→ INSTRUCTIONS TO FOLLOW
Give back each line below verbatim.

→ RECORDS SUPPLIED
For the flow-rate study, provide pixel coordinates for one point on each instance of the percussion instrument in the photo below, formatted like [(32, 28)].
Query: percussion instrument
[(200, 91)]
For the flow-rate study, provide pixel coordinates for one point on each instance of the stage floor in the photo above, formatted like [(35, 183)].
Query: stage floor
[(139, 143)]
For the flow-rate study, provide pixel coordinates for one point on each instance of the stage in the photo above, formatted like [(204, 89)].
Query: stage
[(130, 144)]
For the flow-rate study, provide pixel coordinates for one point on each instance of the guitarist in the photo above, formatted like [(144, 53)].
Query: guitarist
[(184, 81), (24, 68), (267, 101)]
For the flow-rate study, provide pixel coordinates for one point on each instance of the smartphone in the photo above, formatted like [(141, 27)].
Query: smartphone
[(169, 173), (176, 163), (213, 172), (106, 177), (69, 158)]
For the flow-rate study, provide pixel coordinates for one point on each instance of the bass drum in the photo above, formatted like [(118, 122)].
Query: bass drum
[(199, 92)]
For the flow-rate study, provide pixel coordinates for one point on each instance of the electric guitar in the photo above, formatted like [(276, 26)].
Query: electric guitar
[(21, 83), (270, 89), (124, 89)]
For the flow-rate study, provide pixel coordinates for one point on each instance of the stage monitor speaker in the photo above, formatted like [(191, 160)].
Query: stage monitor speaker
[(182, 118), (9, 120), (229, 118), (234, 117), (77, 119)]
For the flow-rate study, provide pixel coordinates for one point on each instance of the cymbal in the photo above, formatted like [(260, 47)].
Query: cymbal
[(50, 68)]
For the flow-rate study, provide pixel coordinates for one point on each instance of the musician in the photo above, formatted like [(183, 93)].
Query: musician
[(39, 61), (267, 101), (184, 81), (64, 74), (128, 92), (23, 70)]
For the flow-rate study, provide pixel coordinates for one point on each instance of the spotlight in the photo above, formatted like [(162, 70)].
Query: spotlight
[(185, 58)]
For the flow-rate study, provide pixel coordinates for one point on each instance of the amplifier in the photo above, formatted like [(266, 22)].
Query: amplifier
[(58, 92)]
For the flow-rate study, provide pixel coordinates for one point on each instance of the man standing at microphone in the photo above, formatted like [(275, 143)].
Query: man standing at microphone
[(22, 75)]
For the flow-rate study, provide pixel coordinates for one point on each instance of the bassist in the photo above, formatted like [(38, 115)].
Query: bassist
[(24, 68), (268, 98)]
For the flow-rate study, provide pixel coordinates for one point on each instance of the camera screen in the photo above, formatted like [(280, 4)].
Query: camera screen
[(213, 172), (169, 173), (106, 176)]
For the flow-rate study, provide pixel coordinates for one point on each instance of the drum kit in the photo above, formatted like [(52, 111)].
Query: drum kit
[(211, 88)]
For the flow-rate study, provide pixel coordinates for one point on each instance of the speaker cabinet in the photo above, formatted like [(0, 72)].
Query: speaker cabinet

→ WRITTEN SOLUTION
For the flow-rate study, provide pixel coordinates for one point on each instance of the percussion instrument in the photo below, formatted like [(32, 28)].
Query: percussion instrument
[(200, 91)]
For the flow-rate study, provide pixel coordinates for one point on each instance of the stage floor in the photo above, formatted like [(35, 183)].
Query: stage floor
[(139, 143)]
For the flow-rate study, provide pixel coordinates for one point on each instance of the stage in the photo above, formatted like [(204, 89)].
Query: stage
[(130, 144)]
For the flow-rate study, provide pixel coordinates for one point on each instance of the guitarist in the photo above, formatted like [(144, 53)].
Query: guitarist
[(184, 81), (24, 68), (267, 101)]
For the flow-rate study, provide pixel coordinates for one point on each instance of the smartphone in the photo above, formatted like [(141, 27)].
Query: smartphone
[(169, 173), (176, 163), (213, 172), (106, 177), (69, 158)]
For the flow-rate study, provide pixel coordinates for one point on each instance of the bass drum in the photo above, formatted like [(118, 122)].
Query: bass drum
[(199, 92)]
For the flow-rate study, provide pixel coordinates for one point on each instance of the electric guitar in the photo above, formatted like [(276, 26)].
Query: electric guitar
[(21, 83), (270, 89), (124, 89)]
For the flow-rate study, provide pixel coordinates for one point on each instance of the stage monitor speaker in the photo above, formatted like [(191, 160)].
Query: stage monitor speaker
[(182, 118), (9, 120), (229, 118), (234, 117), (77, 119)]
For the flow-rate study, provide pixel coordinates for one point on each instance of the cymbal in the photo above, formatted like [(260, 47)].
Query: cymbal
[(50, 68)]
For the flow-rate study, provide pixel coordinates for one point on each instance of the musician in the photo above, formatted like [(183, 93)].
Query: musician
[(39, 61), (267, 101), (184, 81), (64, 74), (128, 92), (23, 70)]
For the flow-rate study, provide pixel coordinates for one point on each instance of the spotlight in the photo above, formatted like [(162, 70)].
Query: spotlight
[(185, 58)]
For the flow-rate study, provide pixel coordinates for one point on each instance of the amplifier in the photo above, formatted like [(266, 22)].
Query: amplifier
[(58, 92)]
For the flow-rate study, provide pixel coordinates for one point on each instance of the man standing at microphone in the photo above, formatted like [(275, 143)].
Query: man standing at microphone
[(22, 75)]
For the flow-rate study, provide pixel coordinates for one point on each instance of the bassist in the photo above, formatted like [(38, 115)].
Query: bassist
[(24, 68), (268, 98)]
For the flow-rate study, provide pixel coordinates for one point on each instance of the camera screen in the photo above, formatted like [(280, 4)].
Query: camera screen
[(213, 172), (169, 173), (106, 176)]
For the flow-rate study, provide pixel coordinates for one point on each instance of the drum kit in the photo above, formatted like [(52, 111)].
Query: drum kit
[(211, 88)]
For the flow-rate study, provide pixel coordinates for one point on each instance of the speaker cabinet in the photo above, formatted like [(0, 72)].
Query: speaker cabinet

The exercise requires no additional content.